··· 抜粋

ハイリスク事業者がECの成功に必要なこと

こんにちは。ジェイグラブの横川です。

リスクとは不利な場面に出くわす可能性の話であり、必ずそうなるという話ではありません。しかし、日本の事業者の多くはゼロリスク思考が病的に進行しているため、リスクと聞くとデンジャラスと誤解し、不安が解消されるまで前に進まなくなる傾向が強く、重箱の隅をつつくような質問攻めや、ほとんど意味のないミーティングを頻繁に望んだりして、ここで時間稼ぎをしている間に海外企業に先を越され負けてしまいます。

自分の取り扱い商材は日本の伝統的なものだから、海外企業に先を越されることはないと思うのも視野が狭いです。なぜなら、日本に在住する、日本をよく知る外国人が経営する企業が日本の良いものを外国に売りたいと考えており、そういう相談もよく受けます。
日本人が臆病風に吹かれている間に、日本在住外国人企業に先を越される可能性は非常に高く、日本の良いものが買えるサイトの経営者が日本人じゃないなんていうシーンが容易に想像できます(個人的にはそれでも構いませんが)。

越境ECをやればリスクが発生する可能性はあります。ただ、少子高齢化による市場縮小は事実として存在しており、越境ECをやらなければ売上が落ち、閉業するリスクの不確実性は非常に小さく、越境ECをやったときの想定リスクより高いです。つまり、意思決定プロセスが遅いという自らの行為が失敗のリスクを高めているのです。

とはいえ、リスクヘッジをしっかり考えないとならない業界というのもあります。今回紹介する記事は、リスクはリスクでも一般的に越境ECを行う際に想定できるリスクの話ではなく、金融機関などに事業そのもののリスクが高いと判断される場合、どう進めればよいかという話です(ハイリスク・マーチャントの場合、越境ECではそもそも法律的にできないケースも多いです)。最後には個人的体験を書いています。

······
··· データセットのエントリ

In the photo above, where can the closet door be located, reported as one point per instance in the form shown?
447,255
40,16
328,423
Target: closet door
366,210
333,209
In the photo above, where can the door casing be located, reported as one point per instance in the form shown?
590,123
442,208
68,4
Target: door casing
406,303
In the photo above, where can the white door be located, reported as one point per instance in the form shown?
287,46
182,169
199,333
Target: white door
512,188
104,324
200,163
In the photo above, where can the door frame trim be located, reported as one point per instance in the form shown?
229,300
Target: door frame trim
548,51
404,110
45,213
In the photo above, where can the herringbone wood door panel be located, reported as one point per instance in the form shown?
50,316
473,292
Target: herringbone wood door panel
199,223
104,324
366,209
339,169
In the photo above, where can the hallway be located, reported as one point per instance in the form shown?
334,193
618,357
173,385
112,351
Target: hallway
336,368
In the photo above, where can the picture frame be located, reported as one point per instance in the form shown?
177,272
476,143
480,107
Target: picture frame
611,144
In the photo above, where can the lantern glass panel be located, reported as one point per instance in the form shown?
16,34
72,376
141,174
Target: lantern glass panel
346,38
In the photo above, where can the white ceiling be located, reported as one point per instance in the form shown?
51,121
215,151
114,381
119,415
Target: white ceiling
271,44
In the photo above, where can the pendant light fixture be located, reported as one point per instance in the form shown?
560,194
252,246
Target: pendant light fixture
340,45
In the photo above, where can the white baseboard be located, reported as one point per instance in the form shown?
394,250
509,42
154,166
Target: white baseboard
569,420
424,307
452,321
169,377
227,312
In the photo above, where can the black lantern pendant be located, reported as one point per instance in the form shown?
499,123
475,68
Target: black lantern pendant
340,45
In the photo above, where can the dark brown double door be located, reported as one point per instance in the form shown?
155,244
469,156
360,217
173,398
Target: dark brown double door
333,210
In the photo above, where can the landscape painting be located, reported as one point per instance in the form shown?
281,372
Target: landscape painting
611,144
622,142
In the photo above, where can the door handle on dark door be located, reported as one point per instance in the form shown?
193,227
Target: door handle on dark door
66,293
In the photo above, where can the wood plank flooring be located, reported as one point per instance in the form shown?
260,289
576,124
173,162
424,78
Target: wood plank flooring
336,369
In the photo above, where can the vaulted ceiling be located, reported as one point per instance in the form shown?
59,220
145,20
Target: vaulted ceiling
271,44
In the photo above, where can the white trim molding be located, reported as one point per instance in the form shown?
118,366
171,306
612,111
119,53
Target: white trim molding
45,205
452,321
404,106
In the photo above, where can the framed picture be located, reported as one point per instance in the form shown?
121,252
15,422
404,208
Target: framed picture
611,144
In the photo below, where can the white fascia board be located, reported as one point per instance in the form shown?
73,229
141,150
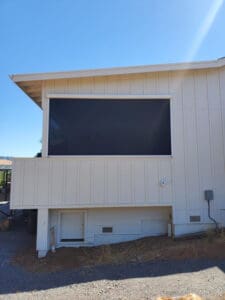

······

→ 指示 1
抜粋のうち、「こんにちは。ジェイグラブの横川です。」を含む語句から始まり「は個人的体験を書いています。」で終わる部分を、一字一句変えずに返してください。
→ 指示 2
次の(a)〜(c)がそれぞれ抜粋の内容と一致するかどうかを「はい」または「いいえ」で答え、判断の根拠となる抜粋の語句を正確に引用してください。
(a) 筆者は、少子高齢化による市場縮小は事実として存在すると述べている。
(b) 筆者は、取り扱い商材が日本の伝統的なものであれば、海外企業に先を越される心配はないと考えている。
(c) 今回紹介する記事は、越境ECを行う際に一般的に想定できるリスクを扱うものである。
→ 指示 3
抜粋によると、リスクとはどのような話ですか。

→ 模範解答 1
こんにちは。ジェイグラブの横川です。

リスクとは不利な場面に出くわす可能性の話であり、必ずそうなるという話ではありません。しかし、日本の事業者の多くはゼロリスク思考が病的に進行しているため、リスクと聞くとデンジャラスと誤解し、不安が解消されるまで前に進まなくなる傾向が強く、重箱の隅をつつくような質問攻めや、ほとんど意味のないミーティングを頻繁に望んだりして、ここで時間稼ぎをしている間に海外企業に先を越され負けてしまいます。

自分の取り扱い商材は日本の伝統的なものだから、海外企業に先を越されることはないと思うのも視野が狭いです。なぜなら、日本に在住する、日本をよく知る外国人が経営する企業が日本の良いものを外国に売りたいと考えており、そういう相談もよく受けます。
日本人が臆病風に吹かれている間に、日本在住外国人企業に先を越される可能性は非常に高く、日本の良いものが買えるサイトの経営者が日本人じゃないなんていうシーンが容易に想像できます(個人的にはそれでも構いませんが)。

越境ECをやればリスクが発生する可能性はあります。ただ、少子高齢化による市場縮小は事実として存在しており、越境ECをやらなければ売上が落ち、閉業するリスクの不確実性は非常に小さく、越境ECをやったときの想定リスクより高いです。つまり、意思決定プロセスが遅いという自らの行為が失敗のリスクを高めているのです。

とはいえ、リスクヘッジをしっかり考えないとならない業界というのもあります。今回紹介する記事は、リスクはリスクでも一般的に越境ECを行う際に想定できるリスクの話ではなく、金融機関などに事業そのもののリスクが高いと判断される場合、どう進めればよいかという話です(ハイリスク・マーチャントの場合、越境ECではそもそも法律的にできないケースも多いです)。最後には個人的体験を書いています。

→ 模範解答 2
(a) はい。「少子高齢化による市場縮小は事実として存在しており」
(b) いいえ。「海外企業に先を越されることはないと思うのも視野が狭いです」
(c) いいえ。「一般的に越境ECを行う際に想定できるリスクの話ではなく」

→ 模範解答 3
不利な場面に出くわす可能性の話であり、必ずそうなるという話ではありません。